'''
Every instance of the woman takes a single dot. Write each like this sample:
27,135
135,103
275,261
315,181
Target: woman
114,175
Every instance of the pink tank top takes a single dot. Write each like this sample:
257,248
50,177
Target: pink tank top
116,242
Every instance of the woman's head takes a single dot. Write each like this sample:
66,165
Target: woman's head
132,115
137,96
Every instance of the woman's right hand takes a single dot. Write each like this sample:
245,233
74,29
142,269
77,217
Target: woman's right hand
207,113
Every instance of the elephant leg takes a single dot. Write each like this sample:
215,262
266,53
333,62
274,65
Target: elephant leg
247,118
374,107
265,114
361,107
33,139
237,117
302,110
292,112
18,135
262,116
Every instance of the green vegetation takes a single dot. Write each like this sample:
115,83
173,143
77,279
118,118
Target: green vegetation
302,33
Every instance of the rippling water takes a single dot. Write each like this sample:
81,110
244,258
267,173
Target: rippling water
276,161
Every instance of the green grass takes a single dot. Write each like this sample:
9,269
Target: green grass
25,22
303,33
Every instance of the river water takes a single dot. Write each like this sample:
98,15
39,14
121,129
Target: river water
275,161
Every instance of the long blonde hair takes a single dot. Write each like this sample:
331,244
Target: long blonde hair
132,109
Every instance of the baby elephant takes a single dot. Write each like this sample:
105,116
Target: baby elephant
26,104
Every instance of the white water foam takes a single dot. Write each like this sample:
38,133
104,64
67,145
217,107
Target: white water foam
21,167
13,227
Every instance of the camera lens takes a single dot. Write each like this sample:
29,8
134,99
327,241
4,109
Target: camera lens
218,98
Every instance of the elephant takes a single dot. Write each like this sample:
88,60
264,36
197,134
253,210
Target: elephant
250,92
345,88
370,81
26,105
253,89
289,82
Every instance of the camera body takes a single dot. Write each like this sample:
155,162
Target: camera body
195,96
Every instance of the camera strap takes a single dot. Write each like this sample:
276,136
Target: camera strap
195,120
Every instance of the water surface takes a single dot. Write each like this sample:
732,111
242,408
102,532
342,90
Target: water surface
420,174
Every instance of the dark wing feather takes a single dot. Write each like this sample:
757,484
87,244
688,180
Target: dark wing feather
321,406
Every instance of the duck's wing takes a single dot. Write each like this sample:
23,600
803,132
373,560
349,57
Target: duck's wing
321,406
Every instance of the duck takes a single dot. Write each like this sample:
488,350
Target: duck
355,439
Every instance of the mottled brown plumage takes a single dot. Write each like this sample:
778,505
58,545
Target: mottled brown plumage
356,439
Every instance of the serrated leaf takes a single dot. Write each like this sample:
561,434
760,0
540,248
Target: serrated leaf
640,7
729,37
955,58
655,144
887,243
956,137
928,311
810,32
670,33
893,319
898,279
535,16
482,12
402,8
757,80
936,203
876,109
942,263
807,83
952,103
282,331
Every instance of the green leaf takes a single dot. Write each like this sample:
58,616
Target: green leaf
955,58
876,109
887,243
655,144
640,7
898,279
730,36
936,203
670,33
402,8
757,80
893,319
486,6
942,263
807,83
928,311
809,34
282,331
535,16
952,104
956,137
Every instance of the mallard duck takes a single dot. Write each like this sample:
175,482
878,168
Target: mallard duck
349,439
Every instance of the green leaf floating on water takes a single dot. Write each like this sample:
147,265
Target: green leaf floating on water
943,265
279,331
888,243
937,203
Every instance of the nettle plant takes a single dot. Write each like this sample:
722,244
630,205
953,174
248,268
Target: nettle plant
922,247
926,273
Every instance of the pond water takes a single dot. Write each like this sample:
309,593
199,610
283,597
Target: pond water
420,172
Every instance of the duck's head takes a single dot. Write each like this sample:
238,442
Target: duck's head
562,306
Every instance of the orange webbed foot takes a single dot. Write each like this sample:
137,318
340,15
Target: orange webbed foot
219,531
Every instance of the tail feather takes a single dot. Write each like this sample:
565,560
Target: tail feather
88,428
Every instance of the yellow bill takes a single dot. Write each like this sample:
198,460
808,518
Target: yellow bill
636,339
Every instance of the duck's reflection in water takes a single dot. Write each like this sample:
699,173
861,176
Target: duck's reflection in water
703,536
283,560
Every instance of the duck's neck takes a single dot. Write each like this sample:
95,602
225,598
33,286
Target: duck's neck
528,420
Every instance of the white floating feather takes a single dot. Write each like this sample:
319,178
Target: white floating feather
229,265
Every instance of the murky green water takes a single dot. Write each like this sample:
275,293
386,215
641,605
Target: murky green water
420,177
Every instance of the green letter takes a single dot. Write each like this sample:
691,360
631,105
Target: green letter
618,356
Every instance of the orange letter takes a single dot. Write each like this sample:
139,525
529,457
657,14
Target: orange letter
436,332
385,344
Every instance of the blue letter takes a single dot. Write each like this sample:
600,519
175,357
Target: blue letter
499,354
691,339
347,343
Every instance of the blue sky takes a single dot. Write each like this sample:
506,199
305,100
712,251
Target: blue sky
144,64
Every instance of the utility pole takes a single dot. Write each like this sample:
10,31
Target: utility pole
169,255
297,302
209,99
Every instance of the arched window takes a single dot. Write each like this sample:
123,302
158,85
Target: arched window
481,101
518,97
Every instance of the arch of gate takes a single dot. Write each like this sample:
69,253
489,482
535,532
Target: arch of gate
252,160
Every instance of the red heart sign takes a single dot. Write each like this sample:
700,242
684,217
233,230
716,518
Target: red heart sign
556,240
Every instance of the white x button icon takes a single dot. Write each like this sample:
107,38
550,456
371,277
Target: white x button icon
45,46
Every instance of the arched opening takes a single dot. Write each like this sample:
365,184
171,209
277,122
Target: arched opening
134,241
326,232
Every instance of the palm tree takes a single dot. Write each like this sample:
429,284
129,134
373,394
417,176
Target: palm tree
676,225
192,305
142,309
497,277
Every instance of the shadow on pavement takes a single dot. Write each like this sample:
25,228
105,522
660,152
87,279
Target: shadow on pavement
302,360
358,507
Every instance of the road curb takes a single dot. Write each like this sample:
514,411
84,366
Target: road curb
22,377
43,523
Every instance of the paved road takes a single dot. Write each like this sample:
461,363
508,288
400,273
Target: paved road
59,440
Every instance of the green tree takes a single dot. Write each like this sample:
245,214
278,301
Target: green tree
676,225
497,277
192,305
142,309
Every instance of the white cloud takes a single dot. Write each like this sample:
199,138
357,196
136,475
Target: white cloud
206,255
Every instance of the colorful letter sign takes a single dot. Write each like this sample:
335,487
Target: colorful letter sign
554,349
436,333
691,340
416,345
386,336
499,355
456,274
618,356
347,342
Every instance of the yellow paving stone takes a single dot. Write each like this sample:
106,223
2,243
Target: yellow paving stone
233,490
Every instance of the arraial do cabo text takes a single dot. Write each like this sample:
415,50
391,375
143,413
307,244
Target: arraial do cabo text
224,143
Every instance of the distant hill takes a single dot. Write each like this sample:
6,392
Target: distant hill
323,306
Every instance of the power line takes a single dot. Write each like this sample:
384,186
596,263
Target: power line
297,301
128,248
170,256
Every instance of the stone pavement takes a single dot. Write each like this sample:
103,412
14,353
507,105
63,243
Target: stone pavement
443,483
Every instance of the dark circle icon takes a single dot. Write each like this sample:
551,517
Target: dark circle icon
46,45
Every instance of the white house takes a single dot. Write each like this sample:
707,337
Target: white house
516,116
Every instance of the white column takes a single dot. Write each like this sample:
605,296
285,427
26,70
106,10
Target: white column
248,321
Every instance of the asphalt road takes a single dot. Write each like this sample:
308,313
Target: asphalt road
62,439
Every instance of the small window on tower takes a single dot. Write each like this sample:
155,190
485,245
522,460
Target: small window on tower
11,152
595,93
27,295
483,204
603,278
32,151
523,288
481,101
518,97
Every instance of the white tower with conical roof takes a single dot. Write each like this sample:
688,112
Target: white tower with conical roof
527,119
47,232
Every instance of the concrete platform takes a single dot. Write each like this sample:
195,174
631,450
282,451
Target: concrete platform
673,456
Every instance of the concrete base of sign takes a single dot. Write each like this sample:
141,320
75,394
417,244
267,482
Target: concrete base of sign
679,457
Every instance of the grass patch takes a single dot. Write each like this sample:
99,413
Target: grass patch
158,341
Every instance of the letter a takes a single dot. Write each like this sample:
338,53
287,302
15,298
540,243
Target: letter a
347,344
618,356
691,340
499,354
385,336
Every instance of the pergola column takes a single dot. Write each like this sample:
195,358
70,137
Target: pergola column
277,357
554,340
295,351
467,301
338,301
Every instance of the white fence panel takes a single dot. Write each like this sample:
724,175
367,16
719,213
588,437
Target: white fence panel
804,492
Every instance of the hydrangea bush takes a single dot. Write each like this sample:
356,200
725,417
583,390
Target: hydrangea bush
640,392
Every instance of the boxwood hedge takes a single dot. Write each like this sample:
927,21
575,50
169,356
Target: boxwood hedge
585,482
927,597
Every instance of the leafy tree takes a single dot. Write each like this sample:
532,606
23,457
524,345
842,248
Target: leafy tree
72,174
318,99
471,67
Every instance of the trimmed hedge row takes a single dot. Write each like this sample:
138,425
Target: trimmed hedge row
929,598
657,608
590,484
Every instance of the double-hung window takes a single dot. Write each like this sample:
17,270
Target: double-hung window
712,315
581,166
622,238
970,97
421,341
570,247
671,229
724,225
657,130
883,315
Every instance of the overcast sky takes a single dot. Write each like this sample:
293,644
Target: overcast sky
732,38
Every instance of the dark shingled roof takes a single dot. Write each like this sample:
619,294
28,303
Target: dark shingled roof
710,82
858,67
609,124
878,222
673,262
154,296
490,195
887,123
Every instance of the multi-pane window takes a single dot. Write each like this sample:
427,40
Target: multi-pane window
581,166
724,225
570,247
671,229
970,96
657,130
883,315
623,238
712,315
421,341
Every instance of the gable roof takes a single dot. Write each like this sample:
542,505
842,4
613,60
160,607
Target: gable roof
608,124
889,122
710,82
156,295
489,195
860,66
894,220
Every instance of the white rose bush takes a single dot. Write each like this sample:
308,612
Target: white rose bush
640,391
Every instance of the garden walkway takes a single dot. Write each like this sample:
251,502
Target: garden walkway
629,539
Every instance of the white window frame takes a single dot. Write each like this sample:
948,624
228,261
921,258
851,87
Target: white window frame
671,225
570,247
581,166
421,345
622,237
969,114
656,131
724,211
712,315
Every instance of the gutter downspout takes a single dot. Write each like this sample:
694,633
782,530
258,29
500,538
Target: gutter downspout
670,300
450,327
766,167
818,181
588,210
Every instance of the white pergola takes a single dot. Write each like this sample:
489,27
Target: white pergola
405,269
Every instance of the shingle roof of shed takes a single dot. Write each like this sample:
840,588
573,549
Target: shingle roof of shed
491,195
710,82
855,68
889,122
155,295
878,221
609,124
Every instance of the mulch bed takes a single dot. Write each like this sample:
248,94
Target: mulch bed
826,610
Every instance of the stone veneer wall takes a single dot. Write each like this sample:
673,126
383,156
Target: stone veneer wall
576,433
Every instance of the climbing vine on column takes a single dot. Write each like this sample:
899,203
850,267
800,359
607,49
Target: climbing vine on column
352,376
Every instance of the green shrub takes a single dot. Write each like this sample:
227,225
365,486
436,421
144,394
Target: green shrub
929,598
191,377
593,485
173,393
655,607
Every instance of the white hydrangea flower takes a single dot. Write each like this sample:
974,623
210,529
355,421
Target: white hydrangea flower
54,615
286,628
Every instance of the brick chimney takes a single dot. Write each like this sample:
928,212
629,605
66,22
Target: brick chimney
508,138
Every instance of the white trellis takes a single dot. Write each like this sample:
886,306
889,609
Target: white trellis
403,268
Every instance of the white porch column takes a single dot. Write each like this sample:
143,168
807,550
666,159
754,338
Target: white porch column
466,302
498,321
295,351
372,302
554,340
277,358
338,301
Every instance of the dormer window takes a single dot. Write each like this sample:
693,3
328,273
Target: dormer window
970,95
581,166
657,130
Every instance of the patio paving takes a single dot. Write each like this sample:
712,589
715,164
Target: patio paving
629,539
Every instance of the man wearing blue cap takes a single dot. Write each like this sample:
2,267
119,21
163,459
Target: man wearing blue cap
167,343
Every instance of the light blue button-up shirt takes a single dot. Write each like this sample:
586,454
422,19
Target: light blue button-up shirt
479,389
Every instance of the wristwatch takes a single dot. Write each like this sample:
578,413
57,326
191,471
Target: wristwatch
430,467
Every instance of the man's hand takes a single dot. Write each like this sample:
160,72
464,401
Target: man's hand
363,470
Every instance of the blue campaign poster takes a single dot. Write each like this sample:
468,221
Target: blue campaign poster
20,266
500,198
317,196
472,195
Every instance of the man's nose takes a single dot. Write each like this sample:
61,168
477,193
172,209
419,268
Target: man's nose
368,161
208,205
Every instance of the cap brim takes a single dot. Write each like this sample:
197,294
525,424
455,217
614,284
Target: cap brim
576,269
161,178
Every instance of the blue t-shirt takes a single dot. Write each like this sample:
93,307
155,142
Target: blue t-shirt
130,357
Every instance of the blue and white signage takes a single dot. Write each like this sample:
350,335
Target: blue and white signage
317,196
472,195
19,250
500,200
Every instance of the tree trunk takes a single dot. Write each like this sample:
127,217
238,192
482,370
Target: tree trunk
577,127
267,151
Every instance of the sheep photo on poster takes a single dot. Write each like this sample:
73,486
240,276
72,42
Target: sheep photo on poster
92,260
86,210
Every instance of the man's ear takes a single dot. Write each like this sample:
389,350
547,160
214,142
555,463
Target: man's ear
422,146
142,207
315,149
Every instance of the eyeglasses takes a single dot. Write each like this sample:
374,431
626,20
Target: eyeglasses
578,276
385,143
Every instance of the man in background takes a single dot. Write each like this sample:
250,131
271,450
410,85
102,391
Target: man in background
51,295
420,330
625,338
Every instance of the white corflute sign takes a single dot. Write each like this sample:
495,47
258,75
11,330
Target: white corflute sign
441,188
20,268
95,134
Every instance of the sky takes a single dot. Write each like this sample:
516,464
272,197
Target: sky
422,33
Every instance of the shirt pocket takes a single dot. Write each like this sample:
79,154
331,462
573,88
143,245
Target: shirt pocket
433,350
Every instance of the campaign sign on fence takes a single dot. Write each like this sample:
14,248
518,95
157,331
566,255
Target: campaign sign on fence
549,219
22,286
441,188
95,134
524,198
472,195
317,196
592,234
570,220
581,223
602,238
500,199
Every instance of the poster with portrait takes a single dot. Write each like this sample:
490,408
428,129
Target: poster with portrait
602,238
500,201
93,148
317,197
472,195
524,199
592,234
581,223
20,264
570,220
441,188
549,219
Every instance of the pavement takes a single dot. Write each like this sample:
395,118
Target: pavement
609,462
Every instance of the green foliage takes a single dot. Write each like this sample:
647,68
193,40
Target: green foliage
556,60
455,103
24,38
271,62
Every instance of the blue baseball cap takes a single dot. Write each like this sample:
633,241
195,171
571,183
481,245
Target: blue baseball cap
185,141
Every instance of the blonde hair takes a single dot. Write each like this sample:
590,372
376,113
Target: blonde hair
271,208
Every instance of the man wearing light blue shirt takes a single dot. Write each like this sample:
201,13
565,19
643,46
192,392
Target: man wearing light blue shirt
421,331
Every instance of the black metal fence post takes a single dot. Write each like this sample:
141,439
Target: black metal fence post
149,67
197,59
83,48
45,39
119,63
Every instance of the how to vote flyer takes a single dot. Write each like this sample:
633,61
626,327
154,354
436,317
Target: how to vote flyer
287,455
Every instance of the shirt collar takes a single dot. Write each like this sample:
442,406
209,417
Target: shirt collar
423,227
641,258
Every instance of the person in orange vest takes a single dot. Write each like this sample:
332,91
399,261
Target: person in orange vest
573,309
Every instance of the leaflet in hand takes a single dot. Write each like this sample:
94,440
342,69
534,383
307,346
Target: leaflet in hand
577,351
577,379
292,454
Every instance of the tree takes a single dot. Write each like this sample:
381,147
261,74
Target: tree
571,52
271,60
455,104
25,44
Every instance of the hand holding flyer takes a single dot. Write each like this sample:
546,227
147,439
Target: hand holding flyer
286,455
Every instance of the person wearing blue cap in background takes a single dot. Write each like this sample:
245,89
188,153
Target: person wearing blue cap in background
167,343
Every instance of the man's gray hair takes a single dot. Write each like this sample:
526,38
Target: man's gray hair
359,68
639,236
'''
* _Exercise task_: Exactly and only the lines from the line containing "Every instance of the blonde" through the last line of the entries should be copied, both ends included.

* _Solution to this exercise_:
Every instance of the blonde hair takes a single dot. Write each like this sample:
590,372
376,113
Target: blonde hair
271,208
Every instance of the man wearing light blue shirt takes a single dot. Write each like this sample:
201,13
565,19
643,46
192,392
Target: man wearing light blue shirt
421,331
Every instance of the black metal fence post takes a single dot. Write each like this sample:
141,439
Target: black metal fence post
149,67
197,59
83,48
45,39
119,63
Every instance of the how to vote flyer takes a single dot. Write each like this sample:
633,61
626,327
154,354
436,317
Target: how to vote flyer
287,455
Every instance of the shirt collar takes a single dot. Write each like this sample:
442,406
209,417
Target: shirt collar
423,227
641,258
Every instance of the person in orange vest takes a single dot. Write each like this sample:
332,91
399,261
Target: person in orange vest
573,309
Every instance of the leaflet in hand takes a single dot. Write each like this sample:
94,440
342,69
534,383
307,346
Target: leaflet in hand
577,351
577,379
292,454
Every instance of the tree takes a single dot. Write each like this sample:
381,147
261,74
Target: tree
571,52
271,60
455,104
25,44
Every instance of the hand holding flyer takes a single dot. Write each like this sample:
546,227
147,439
Target: hand holding flyer
286,455
Every instance of the person wearing blue cap in background takes a single dot. Write each like this sample:
245,89
188,153
Target: person wearing blue cap in background
167,343
Every instance of the man's gray hair takes a single dot. Write each like this sample:
526,38
Target: man's gray hair
359,68
639,236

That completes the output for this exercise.